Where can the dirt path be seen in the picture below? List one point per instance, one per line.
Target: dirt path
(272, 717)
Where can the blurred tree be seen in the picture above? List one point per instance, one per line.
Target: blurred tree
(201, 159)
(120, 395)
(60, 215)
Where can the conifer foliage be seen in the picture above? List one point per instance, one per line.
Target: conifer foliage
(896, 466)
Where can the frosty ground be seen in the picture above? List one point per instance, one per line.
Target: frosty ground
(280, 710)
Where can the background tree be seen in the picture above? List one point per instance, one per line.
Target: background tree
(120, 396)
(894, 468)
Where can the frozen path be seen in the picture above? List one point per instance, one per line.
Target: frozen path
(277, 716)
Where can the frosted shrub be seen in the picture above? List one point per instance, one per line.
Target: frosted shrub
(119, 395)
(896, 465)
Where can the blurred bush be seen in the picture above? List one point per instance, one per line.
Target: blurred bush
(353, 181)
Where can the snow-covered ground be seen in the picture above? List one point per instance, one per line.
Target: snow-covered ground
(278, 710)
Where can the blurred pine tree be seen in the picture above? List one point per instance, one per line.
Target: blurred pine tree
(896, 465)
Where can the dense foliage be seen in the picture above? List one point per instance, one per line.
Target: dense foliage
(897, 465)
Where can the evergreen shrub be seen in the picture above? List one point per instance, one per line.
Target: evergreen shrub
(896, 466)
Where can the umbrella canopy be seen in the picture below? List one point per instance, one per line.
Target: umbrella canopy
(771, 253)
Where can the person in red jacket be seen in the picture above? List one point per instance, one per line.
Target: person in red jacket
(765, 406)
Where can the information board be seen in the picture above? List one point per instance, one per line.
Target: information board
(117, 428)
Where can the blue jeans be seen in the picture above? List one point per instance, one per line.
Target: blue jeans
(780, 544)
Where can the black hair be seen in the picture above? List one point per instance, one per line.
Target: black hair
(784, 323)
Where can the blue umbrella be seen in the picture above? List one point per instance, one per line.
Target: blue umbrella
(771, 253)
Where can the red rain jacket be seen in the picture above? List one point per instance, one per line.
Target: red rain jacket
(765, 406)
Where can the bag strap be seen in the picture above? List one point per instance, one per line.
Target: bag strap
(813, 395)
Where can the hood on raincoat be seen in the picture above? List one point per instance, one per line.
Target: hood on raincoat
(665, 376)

Directions -> Starting at the line that contains "Where can the evergreen" and going through the end of the data above, write out only those lines again, requests included. Multiply every point coordinate in the answers by 2.2 and round to whole numbers, with halves rounding up.

Exercise answer ->
Where can the evergreen shrub be seen in the picture above? List one point per instance, one per line.
Target: evergreen shrub
(1971, 1025)
Where can the umbrella canopy be seen in the picture below? List one point per instance, one per line.
Target: umbrella canopy
(1696, 557)
Where can the person in red jacket be seen in the picture above? List one point per instance, one per line.
Target: person in red jacket
(1683, 893)
Where can the information board be seen in the picture above? List one point per instance, one per line.
Target: information board
(257, 942)
Where can the blue jeans be seen in the picture above? List one point per instance, one per line.
Target: blue jeans
(1716, 1197)
Where can the black hair be seen in the picture above? List one point per instance, one per line.
Target: black hair
(1725, 711)
Where can the blue umbrella be seen in the picture above? List one point per instance, one per line.
Target: blue umbrella
(1696, 557)
Where can the red rain jacket be seen in the picture above? List one point per instance, one per line.
Target: red rain jacket
(1683, 893)
Where can the bag strap be seen in the picture above? List one point per instance, one per line.
Target: bag strap
(1789, 869)
Where can the hood on raincoat be seen in the picture above? List one point per instance, one per line.
Target: hood on raincoat
(1463, 827)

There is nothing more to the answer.